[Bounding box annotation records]
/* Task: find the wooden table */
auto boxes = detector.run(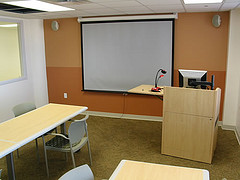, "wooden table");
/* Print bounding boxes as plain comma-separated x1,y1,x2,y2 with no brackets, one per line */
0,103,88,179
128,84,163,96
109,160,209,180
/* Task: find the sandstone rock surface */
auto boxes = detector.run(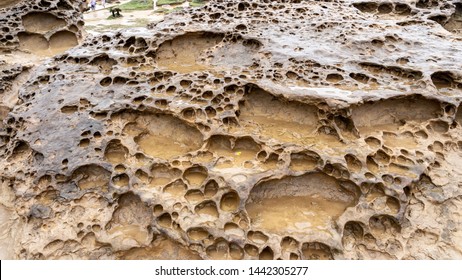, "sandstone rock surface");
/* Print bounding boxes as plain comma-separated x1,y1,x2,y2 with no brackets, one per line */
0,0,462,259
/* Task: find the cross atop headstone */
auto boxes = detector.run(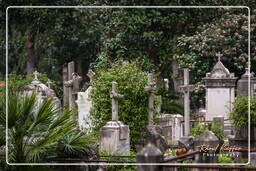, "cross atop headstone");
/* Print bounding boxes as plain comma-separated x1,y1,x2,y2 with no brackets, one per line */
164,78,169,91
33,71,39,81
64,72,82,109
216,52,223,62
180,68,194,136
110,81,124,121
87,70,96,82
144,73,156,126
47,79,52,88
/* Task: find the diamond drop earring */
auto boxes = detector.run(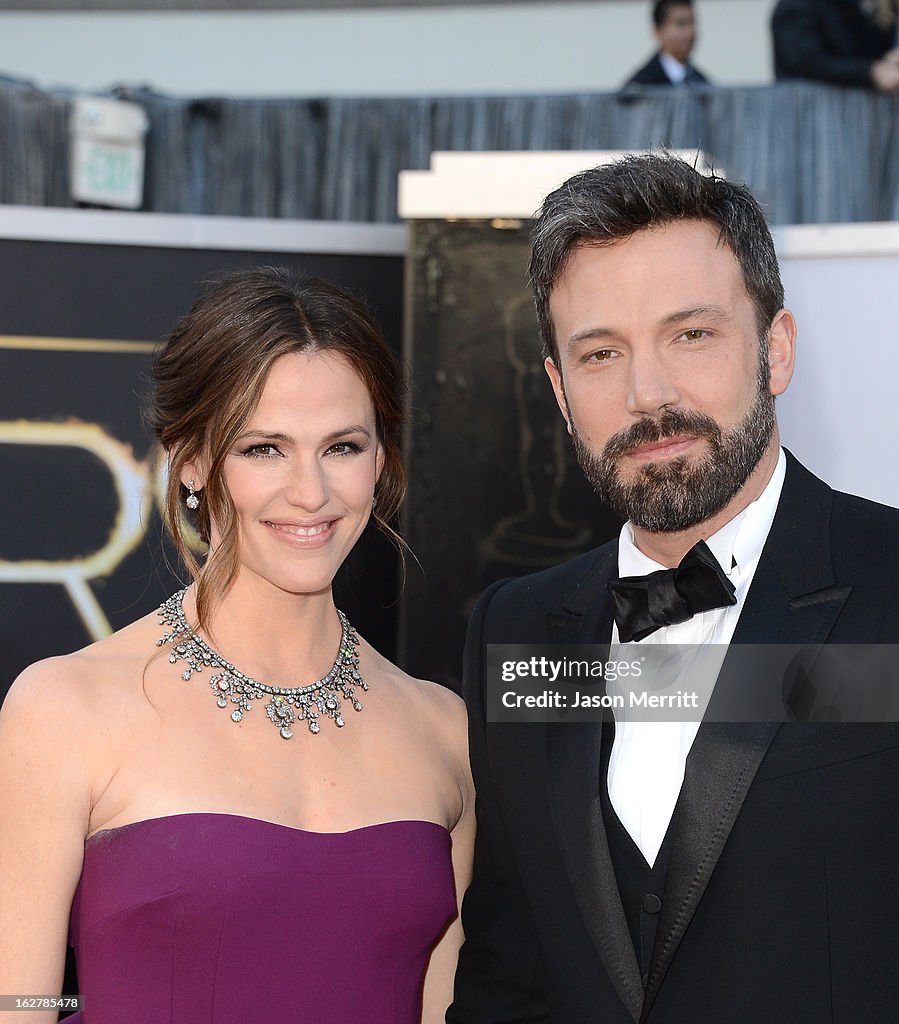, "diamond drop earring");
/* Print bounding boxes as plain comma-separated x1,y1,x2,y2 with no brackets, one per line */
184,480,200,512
--
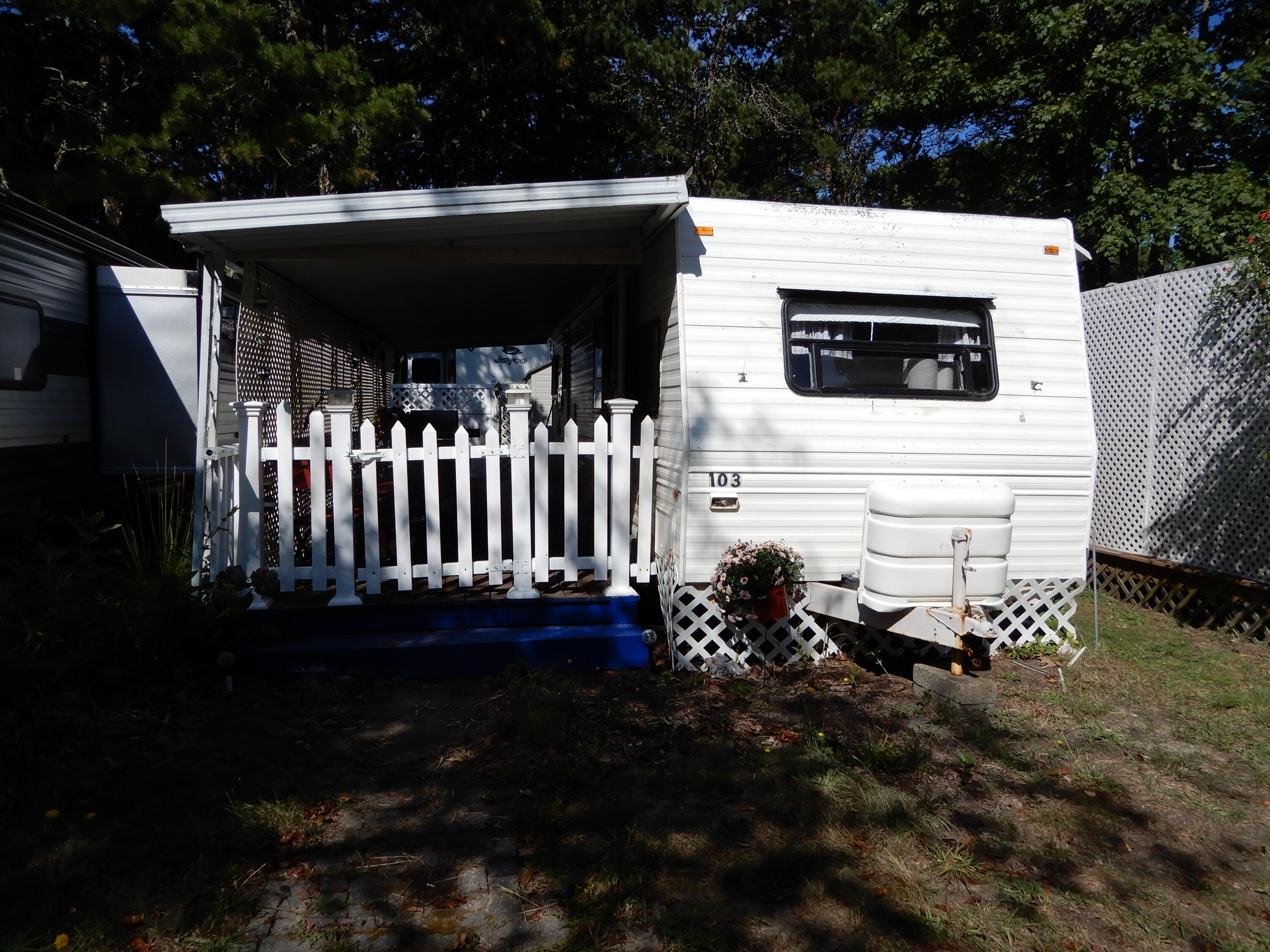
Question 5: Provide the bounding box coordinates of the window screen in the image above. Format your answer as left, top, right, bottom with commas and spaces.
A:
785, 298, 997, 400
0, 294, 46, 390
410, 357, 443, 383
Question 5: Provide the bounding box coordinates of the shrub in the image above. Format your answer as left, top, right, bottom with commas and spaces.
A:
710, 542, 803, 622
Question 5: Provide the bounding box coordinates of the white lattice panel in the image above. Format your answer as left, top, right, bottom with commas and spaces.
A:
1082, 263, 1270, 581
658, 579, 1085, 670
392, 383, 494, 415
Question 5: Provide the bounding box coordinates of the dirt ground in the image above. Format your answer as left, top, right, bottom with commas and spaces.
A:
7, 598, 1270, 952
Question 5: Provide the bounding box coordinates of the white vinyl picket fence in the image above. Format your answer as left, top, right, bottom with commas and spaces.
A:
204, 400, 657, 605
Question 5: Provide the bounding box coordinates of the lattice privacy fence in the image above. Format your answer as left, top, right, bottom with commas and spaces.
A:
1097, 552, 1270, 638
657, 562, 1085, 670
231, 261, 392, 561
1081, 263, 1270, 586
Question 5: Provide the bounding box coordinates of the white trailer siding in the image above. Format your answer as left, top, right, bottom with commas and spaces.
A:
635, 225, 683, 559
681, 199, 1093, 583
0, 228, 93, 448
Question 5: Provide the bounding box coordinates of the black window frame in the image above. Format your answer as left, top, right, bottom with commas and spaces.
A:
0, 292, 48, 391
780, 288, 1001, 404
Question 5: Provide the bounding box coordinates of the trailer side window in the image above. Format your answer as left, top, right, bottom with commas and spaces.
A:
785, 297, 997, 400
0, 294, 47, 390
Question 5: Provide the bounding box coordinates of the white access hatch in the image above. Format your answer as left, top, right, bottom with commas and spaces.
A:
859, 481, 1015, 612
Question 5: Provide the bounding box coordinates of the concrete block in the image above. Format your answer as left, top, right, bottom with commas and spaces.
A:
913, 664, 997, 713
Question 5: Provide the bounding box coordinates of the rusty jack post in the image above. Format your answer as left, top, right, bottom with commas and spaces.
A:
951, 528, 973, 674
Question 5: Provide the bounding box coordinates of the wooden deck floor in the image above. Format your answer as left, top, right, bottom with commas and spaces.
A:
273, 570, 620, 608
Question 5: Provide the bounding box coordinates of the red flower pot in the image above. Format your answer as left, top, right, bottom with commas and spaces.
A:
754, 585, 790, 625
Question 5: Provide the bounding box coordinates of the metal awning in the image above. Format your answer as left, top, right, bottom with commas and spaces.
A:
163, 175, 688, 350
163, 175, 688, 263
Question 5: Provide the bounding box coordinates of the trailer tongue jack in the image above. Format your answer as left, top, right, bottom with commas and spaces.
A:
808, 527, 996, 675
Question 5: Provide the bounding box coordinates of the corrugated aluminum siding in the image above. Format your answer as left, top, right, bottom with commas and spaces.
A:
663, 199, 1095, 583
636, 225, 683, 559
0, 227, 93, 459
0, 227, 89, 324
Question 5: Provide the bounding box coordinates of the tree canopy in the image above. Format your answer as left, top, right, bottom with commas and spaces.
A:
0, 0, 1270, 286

What is needed:
Copy out verbatim everything in the records from the line containing "Question 5: Provide the bounding box coordinates of the dirt" down to the line containing "273, 570, 620, 608", with both of those lines included.

Solution to this task:
Question 5: Provide the bounding box coordinates of the dirt ground in the image above. Format your answer as left, top, right, bottom with commas and spaces.
A:
7, 598, 1270, 952
Question 5: Provide the bounding box coordinates of the white vinyl picket fence in the image above. Format your answer as left, top, right, bottom with commas and spaces.
A:
204, 400, 657, 605
Question 5: Provide the bounding box coordinates of the lattice privacy fence in the image above. Format your answer as left, top, right, bottom with commas and spaces.
A:
1097, 552, 1270, 638
657, 562, 1085, 670
231, 261, 392, 561
1081, 263, 1270, 586
Question 5: Provide the bounding box coordinates of the white trailer siding in the image above. Format your answer as left, top, right, bottom with commas and spaces.
A:
635, 225, 683, 559
681, 199, 1093, 583
0, 228, 93, 448
Question 5: Provide the bounding box coordinates of the black window frame in the image above. Format your answer as left, top, right, bottom with commas and spaces.
A:
0, 292, 48, 391
780, 288, 1001, 404
Question 5: Provide the bounding box coordinates of the trailer side window in the image above. Format your answer as left, top, right, bottom with commas and spaces.
A:
785, 297, 997, 400
0, 294, 47, 390
Question 5: Provide the bounding box coordinates of the white access hatch in the image above. Format your answer as left, top, right, bottom with commas and spaces.
A:
859, 481, 1015, 612
Question 5: Provide the bounding box coordinates of the concrete block in the image above. Format your answer as left, top, right, bottom with commas and spaces.
A:
913, 664, 997, 713
Question 5: Provide the bounding box coordinates of the rusty jack post in the image above. Format your answer as left, top, right, bottom with commas and spaces.
A:
951, 528, 973, 674
Question 5: Provide the bounding box coordinates of the wooden deck floor in the image above. Format your answer as left, top, right, bottom with commas and spaces.
A:
273, 570, 620, 608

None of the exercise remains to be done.